Supplied passage:
........

I say Alice Miller is courageous because in this book she is willing to directly challenge the accepted wisdom of millennia based in our most cherished and powerful beliefs. By applying a child-centered perspective, Alice Miller's analysis of biographies and writings of well-known literary figures and everyday human experience unflinchingly turns our comfortable world on its head. In doing so, Miller provides a straightforward and powerful understanding of the transition from childhood to adulthood based in liberation psychology and authentic relationships centered on facing the emotional truth of childhood experiences.

........

Information provided:
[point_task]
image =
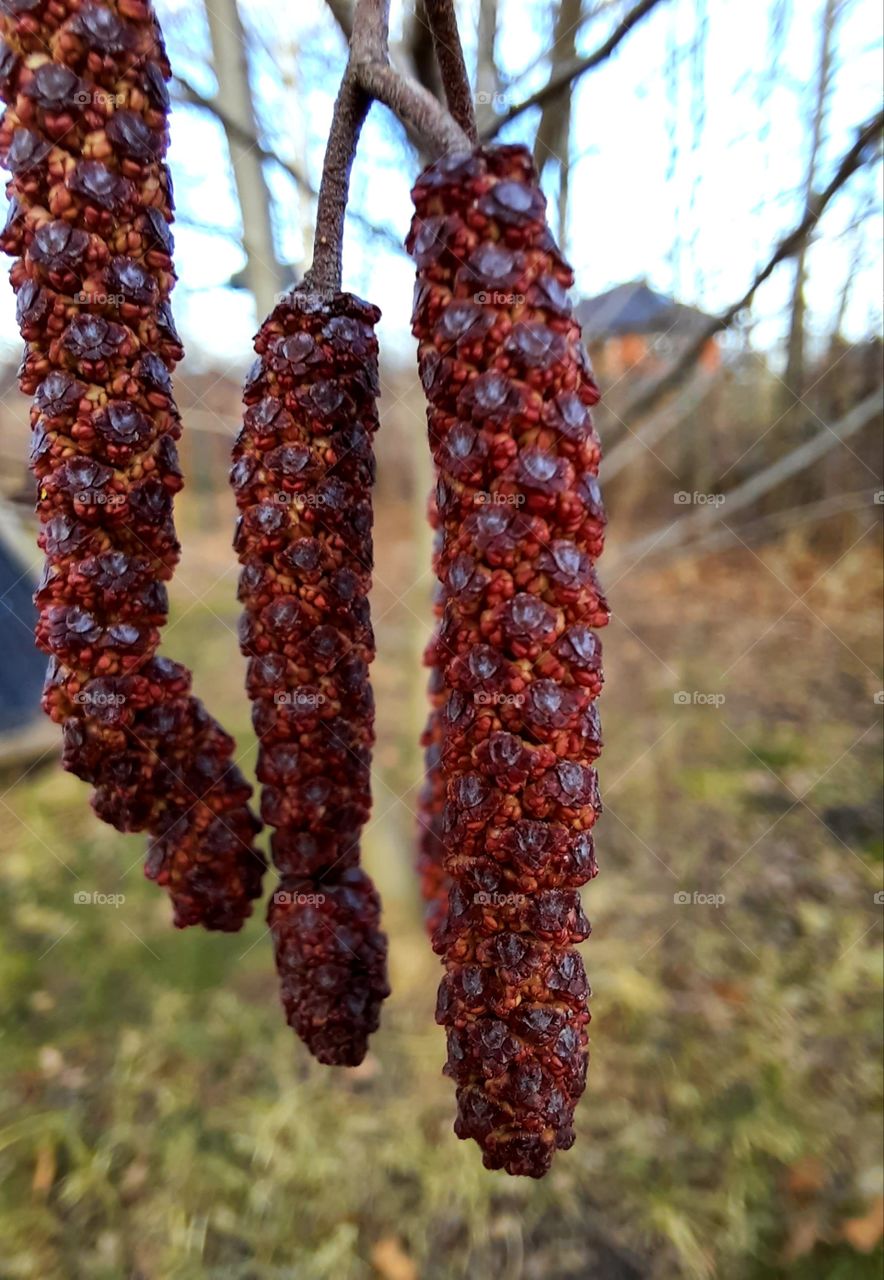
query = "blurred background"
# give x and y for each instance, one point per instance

........

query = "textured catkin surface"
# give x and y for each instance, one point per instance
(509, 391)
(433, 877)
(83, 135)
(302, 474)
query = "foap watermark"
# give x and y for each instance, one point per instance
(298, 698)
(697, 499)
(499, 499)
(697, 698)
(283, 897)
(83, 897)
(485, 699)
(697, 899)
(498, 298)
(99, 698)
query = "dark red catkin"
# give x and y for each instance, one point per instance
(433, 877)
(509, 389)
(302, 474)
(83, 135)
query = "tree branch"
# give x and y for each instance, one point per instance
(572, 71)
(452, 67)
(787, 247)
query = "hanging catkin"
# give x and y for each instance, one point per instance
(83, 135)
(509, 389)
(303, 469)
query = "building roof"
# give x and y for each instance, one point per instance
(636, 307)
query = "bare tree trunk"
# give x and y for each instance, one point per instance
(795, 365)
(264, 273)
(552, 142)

........

Work request:
In the passage about Alice Miller's book, what perspective does Miller apply in her analysis?

Your solution:
A child-centered perspective.